*Requirements*.
a: In the IaC guide, reproduce the passage from "Introduction" to "IaC in 2024.", swapping "teams" for "organizations".
b: According to the IaC guide, what has Infrastructure as Code become within modern DevOps practices?
c: Summarize the IaC guide in two sentences.

*Text segment*.
## start

Infrastructure as Code: Best Practices for 2024

Building reliable and maintainable infrastructure
Jesús Pérez·
infrastructureiacdevopsterraform

Infrastructure as Code: Best Practices for 2024

Building reliable and maintainable infrastructure

Introduction

Infrastructure as Code (IaC) has become the cornerstone of modern DevOps practices. By treating infrastructure configuration as code, teams can achieve better reliability, consistency, and maintainability in their deployments. This guide explores the latest best practices and tools for implementing IaC in 2024.

## end

*Supplied material*.
## start

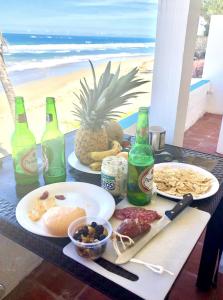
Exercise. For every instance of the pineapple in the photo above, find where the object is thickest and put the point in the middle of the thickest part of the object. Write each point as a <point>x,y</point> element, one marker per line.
<point>97,106</point>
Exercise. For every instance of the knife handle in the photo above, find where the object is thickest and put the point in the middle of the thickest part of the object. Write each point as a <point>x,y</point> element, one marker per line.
<point>179,207</point>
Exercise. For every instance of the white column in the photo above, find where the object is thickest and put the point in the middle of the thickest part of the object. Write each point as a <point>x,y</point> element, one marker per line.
<point>213,65</point>
<point>177,26</point>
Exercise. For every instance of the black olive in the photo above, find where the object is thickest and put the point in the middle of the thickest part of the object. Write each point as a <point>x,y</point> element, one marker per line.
<point>99,229</point>
<point>76,236</point>
<point>101,237</point>
<point>85,231</point>
<point>94,224</point>
<point>80,231</point>
<point>96,236</point>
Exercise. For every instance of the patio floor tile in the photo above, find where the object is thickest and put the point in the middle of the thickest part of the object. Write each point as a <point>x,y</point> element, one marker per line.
<point>91,294</point>
<point>203,135</point>
<point>185,289</point>
<point>31,290</point>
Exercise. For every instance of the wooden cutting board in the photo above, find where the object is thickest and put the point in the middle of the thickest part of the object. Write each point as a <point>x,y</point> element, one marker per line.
<point>170,249</point>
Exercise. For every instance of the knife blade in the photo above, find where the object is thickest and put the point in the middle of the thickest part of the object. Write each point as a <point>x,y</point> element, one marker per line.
<point>168,217</point>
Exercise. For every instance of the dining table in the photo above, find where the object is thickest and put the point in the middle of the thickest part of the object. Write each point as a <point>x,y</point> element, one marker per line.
<point>51,249</point>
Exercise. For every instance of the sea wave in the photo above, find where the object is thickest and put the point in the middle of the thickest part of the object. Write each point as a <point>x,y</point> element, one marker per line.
<point>75,47</point>
<point>49,63</point>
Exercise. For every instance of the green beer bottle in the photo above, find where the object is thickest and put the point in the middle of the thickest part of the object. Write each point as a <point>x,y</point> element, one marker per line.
<point>23,148</point>
<point>140,164</point>
<point>53,146</point>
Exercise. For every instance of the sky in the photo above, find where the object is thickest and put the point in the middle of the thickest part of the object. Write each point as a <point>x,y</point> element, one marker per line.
<point>135,18</point>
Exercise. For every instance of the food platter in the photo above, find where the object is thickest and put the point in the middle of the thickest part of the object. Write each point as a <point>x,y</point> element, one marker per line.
<point>214,184</point>
<point>95,200</point>
<point>76,164</point>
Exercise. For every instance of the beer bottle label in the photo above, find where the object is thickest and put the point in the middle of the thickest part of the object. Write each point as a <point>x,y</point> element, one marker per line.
<point>49,118</point>
<point>145,180</point>
<point>28,162</point>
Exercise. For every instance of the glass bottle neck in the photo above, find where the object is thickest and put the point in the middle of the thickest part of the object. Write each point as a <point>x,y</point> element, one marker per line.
<point>51,115</point>
<point>142,129</point>
<point>20,114</point>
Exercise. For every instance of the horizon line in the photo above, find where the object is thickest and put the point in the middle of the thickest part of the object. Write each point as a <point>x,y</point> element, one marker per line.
<point>74,35</point>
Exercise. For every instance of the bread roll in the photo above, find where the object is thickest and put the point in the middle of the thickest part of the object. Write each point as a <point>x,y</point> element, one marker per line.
<point>123,154</point>
<point>57,219</point>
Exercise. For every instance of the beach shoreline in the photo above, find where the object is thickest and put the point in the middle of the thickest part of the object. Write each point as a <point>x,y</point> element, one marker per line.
<point>62,87</point>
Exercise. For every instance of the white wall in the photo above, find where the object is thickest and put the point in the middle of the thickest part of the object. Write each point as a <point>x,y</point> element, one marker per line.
<point>175,42</point>
<point>197,104</point>
<point>15,263</point>
<point>213,67</point>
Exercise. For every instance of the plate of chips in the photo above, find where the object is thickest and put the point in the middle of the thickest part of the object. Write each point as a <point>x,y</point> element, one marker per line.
<point>174,179</point>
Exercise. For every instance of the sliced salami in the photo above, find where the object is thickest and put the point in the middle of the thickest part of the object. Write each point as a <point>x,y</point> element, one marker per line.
<point>137,213</point>
<point>133,227</point>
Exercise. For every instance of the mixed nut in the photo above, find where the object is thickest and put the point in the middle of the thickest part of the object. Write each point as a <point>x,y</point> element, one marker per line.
<point>92,237</point>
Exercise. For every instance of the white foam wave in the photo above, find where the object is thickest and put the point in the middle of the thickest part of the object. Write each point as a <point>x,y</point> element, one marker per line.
<point>49,63</point>
<point>75,47</point>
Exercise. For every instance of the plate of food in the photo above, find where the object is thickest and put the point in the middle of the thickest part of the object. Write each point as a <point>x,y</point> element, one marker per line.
<point>175,179</point>
<point>76,164</point>
<point>49,210</point>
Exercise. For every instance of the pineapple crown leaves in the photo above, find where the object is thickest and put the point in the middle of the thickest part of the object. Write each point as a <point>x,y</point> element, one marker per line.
<point>97,105</point>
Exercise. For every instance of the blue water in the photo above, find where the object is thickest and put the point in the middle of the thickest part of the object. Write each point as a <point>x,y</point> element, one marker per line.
<point>32,56</point>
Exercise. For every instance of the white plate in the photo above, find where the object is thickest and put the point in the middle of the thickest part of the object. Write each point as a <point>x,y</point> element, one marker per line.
<point>76,164</point>
<point>95,200</point>
<point>214,182</point>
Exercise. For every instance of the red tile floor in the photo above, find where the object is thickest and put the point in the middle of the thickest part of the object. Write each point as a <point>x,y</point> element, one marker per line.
<point>47,282</point>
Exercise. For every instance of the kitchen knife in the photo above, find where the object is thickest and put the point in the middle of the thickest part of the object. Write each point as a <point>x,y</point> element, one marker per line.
<point>168,217</point>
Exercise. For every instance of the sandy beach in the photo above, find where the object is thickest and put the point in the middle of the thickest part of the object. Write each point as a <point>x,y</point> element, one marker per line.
<point>62,88</point>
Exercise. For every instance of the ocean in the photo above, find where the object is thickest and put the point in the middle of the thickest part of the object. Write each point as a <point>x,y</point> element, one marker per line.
<point>34,56</point>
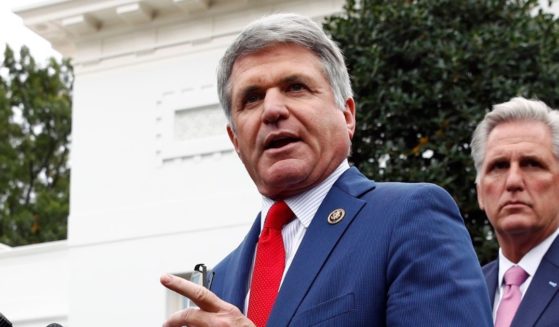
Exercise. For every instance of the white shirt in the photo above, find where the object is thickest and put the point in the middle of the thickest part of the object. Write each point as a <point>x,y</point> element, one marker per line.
<point>304,206</point>
<point>529,262</point>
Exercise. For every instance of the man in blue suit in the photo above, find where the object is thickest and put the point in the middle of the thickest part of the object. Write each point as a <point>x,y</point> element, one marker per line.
<point>356,252</point>
<point>516,153</point>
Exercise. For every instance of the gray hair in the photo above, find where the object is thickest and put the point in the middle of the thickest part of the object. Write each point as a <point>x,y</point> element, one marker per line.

## end

*Results of the tasks*.
a:
Introduction

Infrastructure as Code (IaC) has become the cornerstone of modern DevOps practices. By treating infrastructure configuration as code, organizations can achieve better reliability, consistency, and maintainability in their deployments. This guide explores the latest best practices and tools for implementing IaC in 2024.

b: The cornerstone of modern DevOps practices.

c: Infrastructure as Code has become the cornerstone of modern DevOps. Treating infrastructure configuration as code lets teams gain reliability, consistency, and maintainability in deployments, and the guide covers the latest best practices and tools for implementing it in 2024.